- [Problem to work on]
Reproduce word for word the part of the listing below that opens with the line containing "Could you please pick out the white upper" and runs through the end of the listing, including both ends. Leave the pictures out of your answer.

- [Records for this exercise]
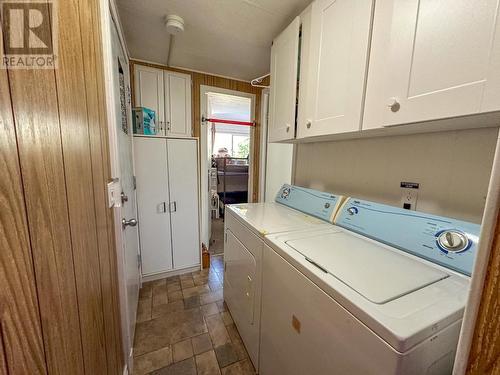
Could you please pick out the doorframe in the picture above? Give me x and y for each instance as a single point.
(264, 114)
(481, 263)
(205, 89)
(109, 18)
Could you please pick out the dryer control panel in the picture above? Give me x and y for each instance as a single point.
(448, 242)
(312, 202)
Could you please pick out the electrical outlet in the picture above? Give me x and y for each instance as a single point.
(409, 199)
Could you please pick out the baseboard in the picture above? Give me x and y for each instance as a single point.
(162, 275)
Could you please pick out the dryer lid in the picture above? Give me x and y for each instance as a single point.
(377, 273)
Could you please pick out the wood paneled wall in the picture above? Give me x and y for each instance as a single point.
(200, 79)
(484, 356)
(60, 312)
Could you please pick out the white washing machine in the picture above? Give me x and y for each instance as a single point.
(246, 225)
(382, 292)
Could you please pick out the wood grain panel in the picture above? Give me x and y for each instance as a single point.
(94, 81)
(75, 137)
(199, 79)
(21, 343)
(38, 134)
(484, 356)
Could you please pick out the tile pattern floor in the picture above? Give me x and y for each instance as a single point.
(184, 328)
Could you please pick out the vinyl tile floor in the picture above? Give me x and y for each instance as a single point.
(184, 328)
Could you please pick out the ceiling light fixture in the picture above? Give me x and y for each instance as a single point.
(174, 25)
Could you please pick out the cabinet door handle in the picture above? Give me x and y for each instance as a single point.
(173, 206)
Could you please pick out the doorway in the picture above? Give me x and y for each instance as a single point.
(227, 142)
(120, 142)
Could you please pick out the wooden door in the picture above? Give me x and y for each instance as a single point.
(340, 33)
(149, 93)
(484, 357)
(178, 104)
(283, 97)
(431, 60)
(150, 155)
(184, 201)
(63, 294)
(21, 342)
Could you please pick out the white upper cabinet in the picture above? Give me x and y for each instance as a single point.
(283, 94)
(178, 104)
(336, 71)
(149, 92)
(169, 95)
(432, 59)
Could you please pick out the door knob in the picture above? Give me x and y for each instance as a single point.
(129, 223)
(393, 104)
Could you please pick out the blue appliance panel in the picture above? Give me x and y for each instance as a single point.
(448, 242)
(312, 202)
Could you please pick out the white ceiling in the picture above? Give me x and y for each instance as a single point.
(224, 37)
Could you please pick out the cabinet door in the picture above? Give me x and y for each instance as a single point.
(432, 59)
(184, 198)
(150, 156)
(283, 96)
(149, 93)
(178, 104)
(340, 31)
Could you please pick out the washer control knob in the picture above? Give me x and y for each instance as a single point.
(352, 210)
(453, 241)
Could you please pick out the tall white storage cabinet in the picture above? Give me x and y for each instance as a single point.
(431, 60)
(169, 95)
(168, 203)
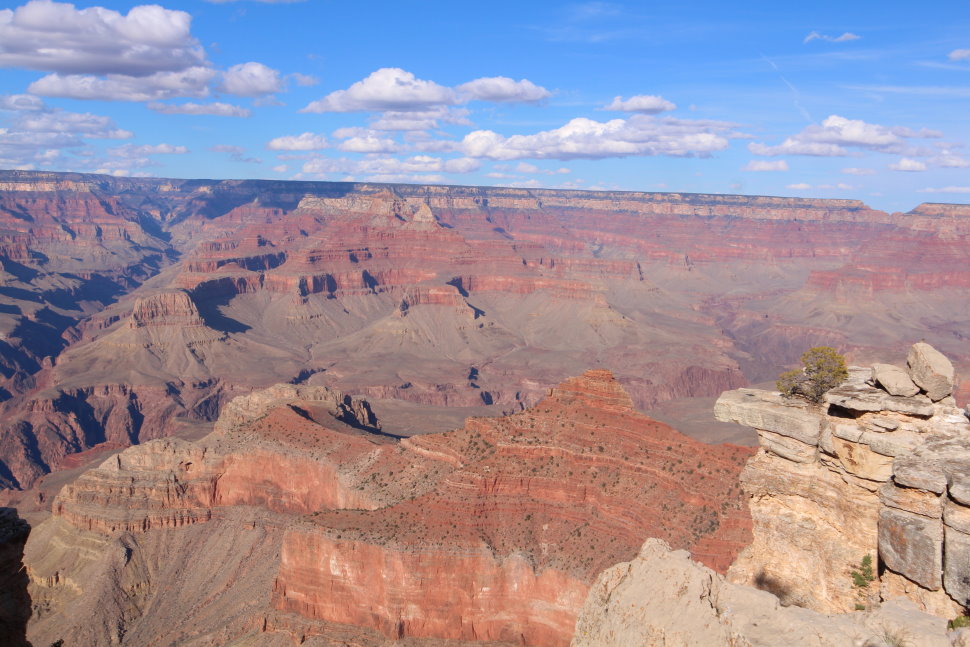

- [Written answer]
Could you please pick out the white upper cabinet in the picture above? Give me x and y for each instance as a single point.
(283, 94)
(178, 104)
(336, 71)
(149, 92)
(169, 95)
(432, 59)
Could you please pick out the door knob in the picture above? Give me x and y for each instance as a single point.
(129, 223)
(393, 104)
Could you please pick out the blue appliance panel in the picture above? Give me x and y for each instance as a single point.
(448, 242)
(312, 202)
Could you please pick out the white ceiling in the picture above? Give me x and y for each instance as a single point.
(224, 37)
Could you please pick out the cabinet door in the picture above? Give me x and y for each instance as a single point.
(432, 59)
(184, 198)
(150, 156)
(283, 96)
(149, 93)
(178, 104)
(340, 31)
Could you please pick out the washer control knob in the picture above? Give me x and y for each instance as a single point.
(352, 210)
(453, 241)
Could you please pick out the tall white storage cabinet in the picture above? Give me x and y for each instance as a single point.
(431, 60)
(169, 95)
(168, 203)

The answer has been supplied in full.